Page excerpt.

====================

Despite the ups and downs, I’ve remained invested in the company because I still believe in its long-term potential. I remain confident in the company’s future, and I’m excited to see what the next year (and beyond) has in store.

Let me take you through what happened between now and six months ago when I posted my second post on $GOED/$POL.

Current Price $0.78 (as of 16th Feb 2023)

On the 15th of August, the company released a statement, containing the following:

The Company also announced that it has filed a Form 12b-25 with the U.S. Securities and Exchange Commission (“SEC”) in connection with its inability to timely file the Form 10-Q for its second quarter of fiscal year 2022 ended June 30, 2022. As noted in the Form 12b-25, the Audit Committee of the Company’s Board of Directors, with the assistance of independent legal counsel and consultants, has commenced an internal investigation regarding certain allegations made by certain former employees related to the Company’s business operations. The Company expects to complete the investigation in the coming months. As a result of the additional time required to complete the investigation, the process of finalizing financial statements for the second quarter of fiscal year 2022 could not be completed on a timely basis. The Company intends to release its second quarter financial results as soon as reasonably practicable.

damn…

Within 5 days of the statement’s release, $POL’s value dropped sharply from around $1.56 to $0.79.

Since then, it has dropped to a low of $0.42 and hovered between $0.5 to $0.7.

On October 14th, the company released the following info:

Today announced the appointments of John “Rick” Bunka as interim Chief Executive Officer (“CEO”) and Robert “Bob” Barry as interim Chief Financial Officer (“CFO”), effective immediately.

In connection with the appointments, the Company also announced that it has accepted the resignations of Albert Fouerti, Maria Johnson and Elie Fouerti, effective immediately. Albert Fouerti remains a member of the Company’s Board of Directors (the “Board”).

Ellery Roberts, Executive Chairman, commented:

“The Board firmly believes that Polished can deliver significant long-term value for customers, strategic partners and stockholders. Over the past 18 months, the Company has consistently grown in a profitable manner and established a strong position in the expansive market for home appliances. As we move forward, Rick and Bob can help us sustain momentum while strengthening our foundation and operations. Rick is an accomplished executive with significant experience in the retail and e-commerce sectors. Bob is a high-integrity finance leader with institutional knowledge of our business and the home appliances market. We believe they are the right leaders for helping Polished navigate a transitional period and, ultimately, mature as an organization.”

====================

Data provided.

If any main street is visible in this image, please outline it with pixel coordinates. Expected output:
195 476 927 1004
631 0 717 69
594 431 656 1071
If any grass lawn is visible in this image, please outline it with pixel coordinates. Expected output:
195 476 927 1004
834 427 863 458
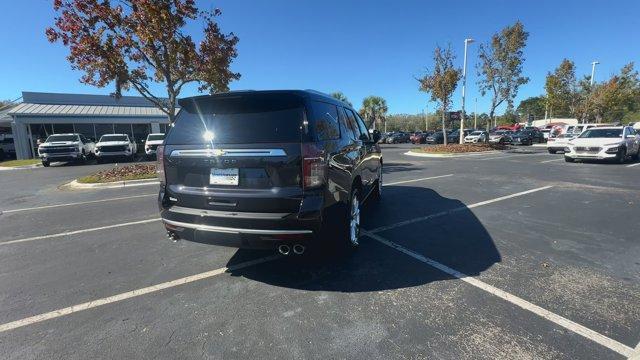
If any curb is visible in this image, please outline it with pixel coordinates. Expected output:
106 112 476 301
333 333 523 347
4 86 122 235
0 164 43 171
62 179 160 190
403 150 502 159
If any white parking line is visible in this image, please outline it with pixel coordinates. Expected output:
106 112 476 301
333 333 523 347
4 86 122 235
382 174 453 186
0 218 160 246
629 343 640 360
0 255 280 333
369 185 553 233
0 193 158 214
363 231 635 357
540 158 564 164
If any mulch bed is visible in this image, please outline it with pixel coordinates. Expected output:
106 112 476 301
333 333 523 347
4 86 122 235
78 164 156 183
419 143 507 154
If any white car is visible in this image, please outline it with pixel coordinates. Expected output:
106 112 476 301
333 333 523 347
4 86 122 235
38 134 95 167
464 131 487 143
144 133 164 157
564 126 640 163
547 134 577 154
95 134 138 163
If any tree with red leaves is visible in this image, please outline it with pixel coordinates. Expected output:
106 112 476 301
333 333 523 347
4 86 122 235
46 0 240 122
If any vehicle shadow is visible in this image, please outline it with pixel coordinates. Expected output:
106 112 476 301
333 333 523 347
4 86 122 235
382 162 424 174
227 186 501 292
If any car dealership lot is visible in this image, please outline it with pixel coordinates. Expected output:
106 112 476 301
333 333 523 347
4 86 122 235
0 145 640 359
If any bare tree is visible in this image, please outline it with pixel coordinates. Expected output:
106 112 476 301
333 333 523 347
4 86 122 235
476 21 529 126
417 45 462 145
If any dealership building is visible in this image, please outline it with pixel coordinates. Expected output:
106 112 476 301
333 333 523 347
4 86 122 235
0 91 174 159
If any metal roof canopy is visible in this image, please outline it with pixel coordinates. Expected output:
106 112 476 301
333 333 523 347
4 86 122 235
8 91 176 118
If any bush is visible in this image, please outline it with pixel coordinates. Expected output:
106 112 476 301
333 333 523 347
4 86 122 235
78 164 156 183
418 143 507 154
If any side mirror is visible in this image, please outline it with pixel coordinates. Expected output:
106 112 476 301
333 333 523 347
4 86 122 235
373 130 382 143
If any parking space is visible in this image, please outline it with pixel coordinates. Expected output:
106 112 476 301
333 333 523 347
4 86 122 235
0 145 640 359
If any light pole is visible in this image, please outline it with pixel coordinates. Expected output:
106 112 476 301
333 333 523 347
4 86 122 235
473 98 478 130
589 61 600 86
460 39 473 144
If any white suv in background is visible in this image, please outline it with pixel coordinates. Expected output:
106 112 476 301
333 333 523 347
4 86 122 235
564 126 640 163
144 133 164 158
38 134 95 167
96 134 138 163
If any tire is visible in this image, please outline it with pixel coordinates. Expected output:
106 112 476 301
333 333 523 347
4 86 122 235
341 187 360 251
615 148 627 164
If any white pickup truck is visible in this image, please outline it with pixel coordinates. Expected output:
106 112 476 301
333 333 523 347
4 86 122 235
95 134 138 163
564 126 640 163
38 134 95 166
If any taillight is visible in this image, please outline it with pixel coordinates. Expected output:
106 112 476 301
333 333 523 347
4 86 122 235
156 145 167 184
302 144 327 189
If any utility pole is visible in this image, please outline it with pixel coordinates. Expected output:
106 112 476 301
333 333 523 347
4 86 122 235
589 61 600 86
473 98 478 129
460 39 473 144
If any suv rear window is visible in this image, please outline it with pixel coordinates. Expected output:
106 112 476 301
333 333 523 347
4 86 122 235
165 99 304 145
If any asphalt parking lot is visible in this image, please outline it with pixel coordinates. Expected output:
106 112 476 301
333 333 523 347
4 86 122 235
0 145 640 359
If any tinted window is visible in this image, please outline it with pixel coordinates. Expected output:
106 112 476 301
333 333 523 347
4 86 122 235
147 134 164 141
100 135 129 142
47 135 78 142
344 109 360 139
165 107 303 145
308 101 340 140
579 128 622 138
355 113 370 141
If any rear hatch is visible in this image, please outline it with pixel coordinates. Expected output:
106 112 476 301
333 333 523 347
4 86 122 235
164 93 305 213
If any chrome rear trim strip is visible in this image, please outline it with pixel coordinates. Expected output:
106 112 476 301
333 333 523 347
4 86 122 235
169 206 290 220
171 149 287 158
162 219 313 235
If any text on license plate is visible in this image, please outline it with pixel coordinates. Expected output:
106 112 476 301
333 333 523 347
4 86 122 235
209 168 239 185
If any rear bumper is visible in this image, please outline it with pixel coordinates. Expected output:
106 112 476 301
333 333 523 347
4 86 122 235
160 197 322 249
96 151 131 158
39 152 80 161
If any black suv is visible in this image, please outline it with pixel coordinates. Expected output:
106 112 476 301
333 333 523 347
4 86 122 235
158 90 382 254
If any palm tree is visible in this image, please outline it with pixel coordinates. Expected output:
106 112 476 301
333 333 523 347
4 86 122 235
361 95 389 131
331 91 353 106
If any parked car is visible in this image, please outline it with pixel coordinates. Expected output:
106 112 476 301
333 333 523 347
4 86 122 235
464 131 489 144
425 130 449 144
489 130 512 144
157 90 382 255
511 130 533 145
144 133 164 158
409 131 427 144
38 134 95 167
564 126 640 163
387 132 409 144
0 134 16 158
95 134 138 163
547 134 575 154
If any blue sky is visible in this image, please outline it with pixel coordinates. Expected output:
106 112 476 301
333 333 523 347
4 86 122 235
0 0 640 113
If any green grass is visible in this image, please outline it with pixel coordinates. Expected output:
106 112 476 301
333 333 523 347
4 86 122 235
0 159 41 167
78 171 157 184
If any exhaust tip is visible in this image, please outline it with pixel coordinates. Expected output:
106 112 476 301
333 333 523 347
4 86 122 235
278 244 291 256
293 244 306 255
167 231 180 242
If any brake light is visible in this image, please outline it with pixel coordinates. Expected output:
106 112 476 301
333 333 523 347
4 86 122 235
156 145 167 184
302 144 327 189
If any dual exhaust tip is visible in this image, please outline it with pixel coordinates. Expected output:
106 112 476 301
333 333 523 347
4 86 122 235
278 244 306 256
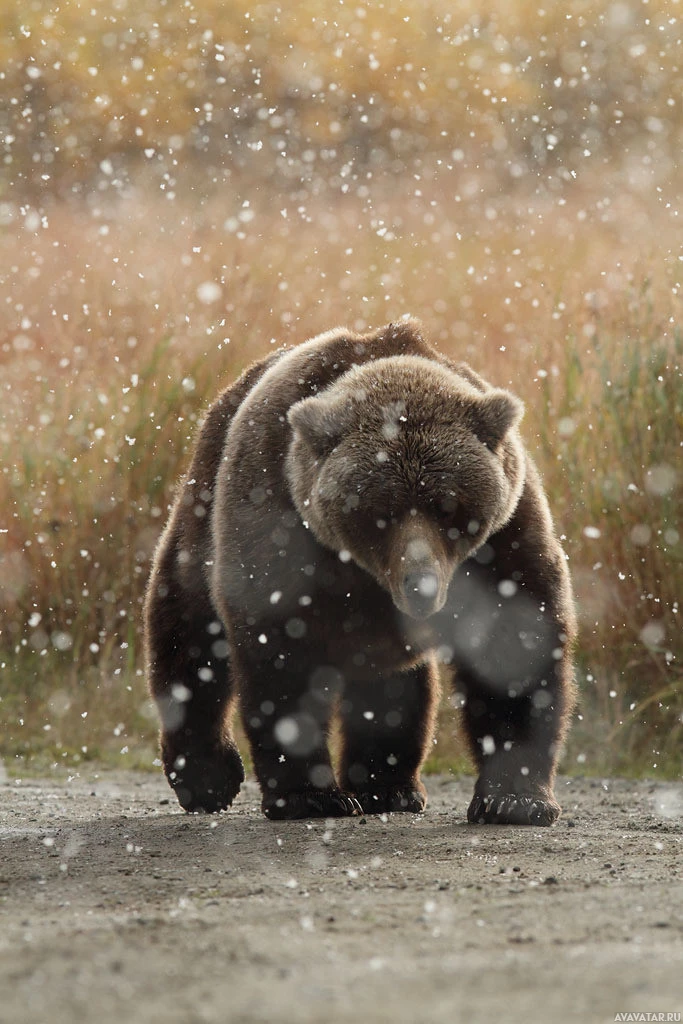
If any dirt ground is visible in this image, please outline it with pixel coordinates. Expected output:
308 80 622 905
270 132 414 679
0 770 683 1024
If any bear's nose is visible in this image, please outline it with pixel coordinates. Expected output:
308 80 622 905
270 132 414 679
403 570 438 618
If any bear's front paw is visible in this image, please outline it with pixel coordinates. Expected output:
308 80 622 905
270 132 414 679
261 790 362 821
164 746 245 814
467 793 560 825
355 782 427 814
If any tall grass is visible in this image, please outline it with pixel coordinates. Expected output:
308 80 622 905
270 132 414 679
0 181 683 773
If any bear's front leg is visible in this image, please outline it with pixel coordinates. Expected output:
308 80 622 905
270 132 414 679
145 548 245 813
236 650 361 820
461 680 564 825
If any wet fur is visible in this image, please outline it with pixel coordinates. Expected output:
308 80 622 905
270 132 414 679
145 322 574 824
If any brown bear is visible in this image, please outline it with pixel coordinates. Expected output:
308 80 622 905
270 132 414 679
145 321 575 825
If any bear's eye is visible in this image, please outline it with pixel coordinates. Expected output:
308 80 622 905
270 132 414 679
434 497 458 523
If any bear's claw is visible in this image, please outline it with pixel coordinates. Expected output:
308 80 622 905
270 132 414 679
355 785 427 814
467 793 560 825
262 790 362 821
164 746 245 814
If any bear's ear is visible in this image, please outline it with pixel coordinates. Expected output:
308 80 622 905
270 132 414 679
473 388 524 452
287 394 352 456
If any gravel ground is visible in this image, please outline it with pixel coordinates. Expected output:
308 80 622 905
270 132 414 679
0 770 683 1024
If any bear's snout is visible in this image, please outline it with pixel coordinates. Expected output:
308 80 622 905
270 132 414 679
390 520 449 618
402 569 442 618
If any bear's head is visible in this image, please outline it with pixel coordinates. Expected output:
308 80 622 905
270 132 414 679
286 355 524 618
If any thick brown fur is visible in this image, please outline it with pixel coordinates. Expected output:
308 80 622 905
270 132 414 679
145 321 575 824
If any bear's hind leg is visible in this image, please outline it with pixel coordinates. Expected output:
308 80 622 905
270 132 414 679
145 545 244 812
340 664 439 814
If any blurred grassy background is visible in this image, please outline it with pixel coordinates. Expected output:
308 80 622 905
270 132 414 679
0 0 683 775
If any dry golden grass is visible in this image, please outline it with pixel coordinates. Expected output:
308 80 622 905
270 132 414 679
0 0 683 772
0 185 683 771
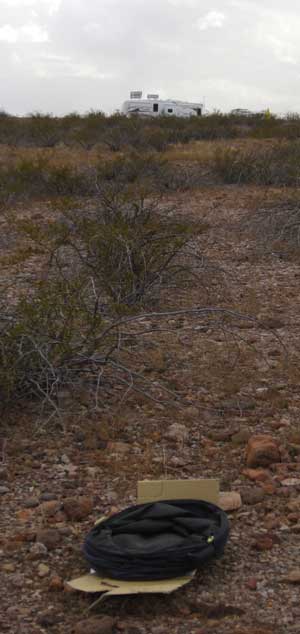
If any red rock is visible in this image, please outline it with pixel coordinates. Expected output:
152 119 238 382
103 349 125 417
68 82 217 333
49 575 64 592
242 469 270 482
16 509 32 524
64 496 94 522
39 500 61 517
261 482 277 495
13 529 36 544
246 435 281 467
107 442 131 454
284 569 300 584
246 577 257 591
253 533 280 551
73 616 115 634
36 528 62 550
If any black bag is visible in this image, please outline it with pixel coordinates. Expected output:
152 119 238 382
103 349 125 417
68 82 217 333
83 500 229 581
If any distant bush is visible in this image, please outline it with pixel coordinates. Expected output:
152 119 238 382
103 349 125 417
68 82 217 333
244 192 300 253
0 111 300 152
213 142 300 187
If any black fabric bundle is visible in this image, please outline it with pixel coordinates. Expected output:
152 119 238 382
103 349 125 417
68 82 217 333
83 500 229 581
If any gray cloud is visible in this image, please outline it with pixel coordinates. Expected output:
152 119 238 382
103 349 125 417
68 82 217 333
0 0 300 113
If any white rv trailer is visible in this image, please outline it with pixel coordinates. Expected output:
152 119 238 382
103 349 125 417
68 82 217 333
122 91 204 117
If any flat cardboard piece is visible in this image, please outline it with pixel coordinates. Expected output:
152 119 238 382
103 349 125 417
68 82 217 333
138 479 219 504
68 572 195 597
68 480 219 598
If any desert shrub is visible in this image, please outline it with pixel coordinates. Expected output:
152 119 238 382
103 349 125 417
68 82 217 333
22 183 206 314
0 156 95 198
243 193 300 257
0 276 115 409
213 142 300 186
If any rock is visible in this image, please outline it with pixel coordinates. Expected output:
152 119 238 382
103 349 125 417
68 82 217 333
37 612 61 628
24 498 39 509
40 492 57 502
9 573 25 588
29 542 48 560
252 535 275 552
246 435 281 467
39 500 61 517
1 564 16 572
231 429 251 446
246 577 257 591
184 405 199 419
74 616 115 634
261 316 285 330
0 467 8 480
95 421 111 442
165 423 189 443
38 564 50 578
219 491 242 512
35 528 61 550
241 487 265 505
242 469 271 482
286 497 300 513
64 496 94 522
107 442 131 454
49 575 64 592
208 429 232 442
283 568 300 584
281 478 300 487
60 454 71 464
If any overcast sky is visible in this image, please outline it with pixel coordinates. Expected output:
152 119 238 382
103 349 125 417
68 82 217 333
0 0 300 114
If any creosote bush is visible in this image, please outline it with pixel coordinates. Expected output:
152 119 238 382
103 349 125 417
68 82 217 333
214 141 300 186
20 181 207 313
0 183 213 411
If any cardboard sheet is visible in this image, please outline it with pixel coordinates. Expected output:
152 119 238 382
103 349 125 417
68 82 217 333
68 572 195 597
138 479 219 504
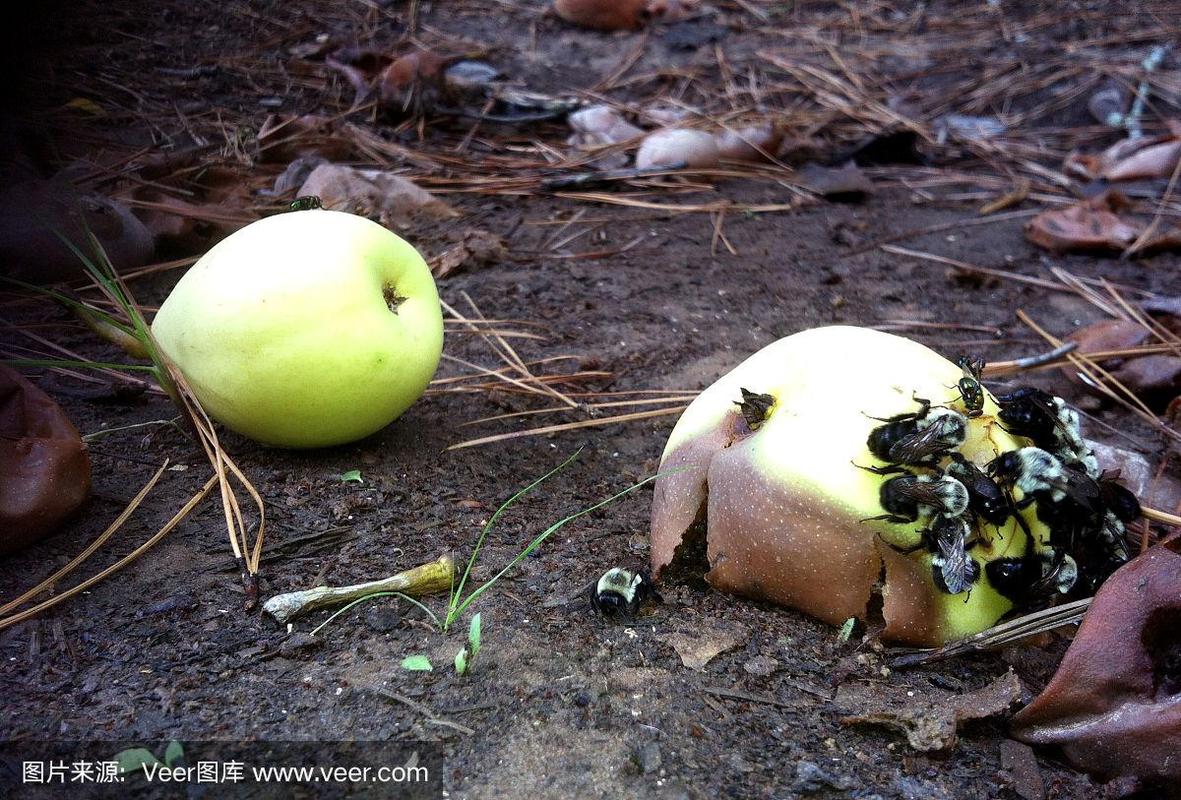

====================

Goal.
Answer these three questions about the stock post:
1. What current price does the post give as of 16th Feb 2023?
2. Within 5 days of the August 15 statement, from roughly what value to what value did $POL drop?
3. Who was appointed interim Chief Financial Officer?

Solution to this exercise.
1. $0.78
2. From around $1.56 to $0.79
3. Robert “Bob” Barry